### To do
Find every line in the records below that contains the string "target", and copy each of those lines in the order it appears.

Spatial annotation records:
* * *
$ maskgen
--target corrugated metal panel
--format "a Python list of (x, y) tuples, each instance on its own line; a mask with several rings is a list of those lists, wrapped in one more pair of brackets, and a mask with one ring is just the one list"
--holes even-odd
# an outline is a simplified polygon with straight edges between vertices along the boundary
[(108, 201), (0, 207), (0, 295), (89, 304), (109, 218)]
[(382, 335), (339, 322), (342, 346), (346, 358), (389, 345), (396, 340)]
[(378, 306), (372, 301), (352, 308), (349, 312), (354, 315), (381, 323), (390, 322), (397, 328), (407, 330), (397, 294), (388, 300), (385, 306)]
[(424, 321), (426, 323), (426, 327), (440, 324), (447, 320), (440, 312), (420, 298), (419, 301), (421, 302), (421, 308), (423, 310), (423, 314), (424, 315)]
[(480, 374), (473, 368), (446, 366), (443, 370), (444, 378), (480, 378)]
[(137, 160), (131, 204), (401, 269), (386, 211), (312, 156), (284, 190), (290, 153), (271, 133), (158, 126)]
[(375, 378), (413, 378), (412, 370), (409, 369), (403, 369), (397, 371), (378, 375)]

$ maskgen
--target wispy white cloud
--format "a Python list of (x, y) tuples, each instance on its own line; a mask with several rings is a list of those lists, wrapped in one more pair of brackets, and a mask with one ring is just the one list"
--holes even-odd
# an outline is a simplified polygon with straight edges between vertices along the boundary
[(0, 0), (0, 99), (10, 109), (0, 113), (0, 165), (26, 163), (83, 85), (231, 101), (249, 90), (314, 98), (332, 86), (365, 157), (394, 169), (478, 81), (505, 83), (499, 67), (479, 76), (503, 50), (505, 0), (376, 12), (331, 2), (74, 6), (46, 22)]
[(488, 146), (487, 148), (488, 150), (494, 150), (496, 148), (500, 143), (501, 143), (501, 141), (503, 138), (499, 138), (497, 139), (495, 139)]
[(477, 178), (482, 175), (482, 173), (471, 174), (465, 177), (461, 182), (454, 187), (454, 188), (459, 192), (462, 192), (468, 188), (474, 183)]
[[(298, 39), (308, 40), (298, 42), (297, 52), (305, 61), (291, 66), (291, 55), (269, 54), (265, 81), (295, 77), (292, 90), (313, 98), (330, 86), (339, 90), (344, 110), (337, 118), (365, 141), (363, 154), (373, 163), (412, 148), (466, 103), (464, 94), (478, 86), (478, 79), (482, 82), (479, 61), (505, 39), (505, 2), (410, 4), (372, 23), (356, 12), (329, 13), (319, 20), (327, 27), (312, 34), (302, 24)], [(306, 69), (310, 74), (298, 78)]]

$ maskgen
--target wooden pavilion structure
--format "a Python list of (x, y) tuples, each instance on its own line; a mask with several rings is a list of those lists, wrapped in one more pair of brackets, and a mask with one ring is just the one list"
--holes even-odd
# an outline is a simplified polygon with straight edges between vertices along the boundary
* * *
### Solution to the exercise
--target corrugated metal panel
--target wispy white cloud
--target wooden pavilion structure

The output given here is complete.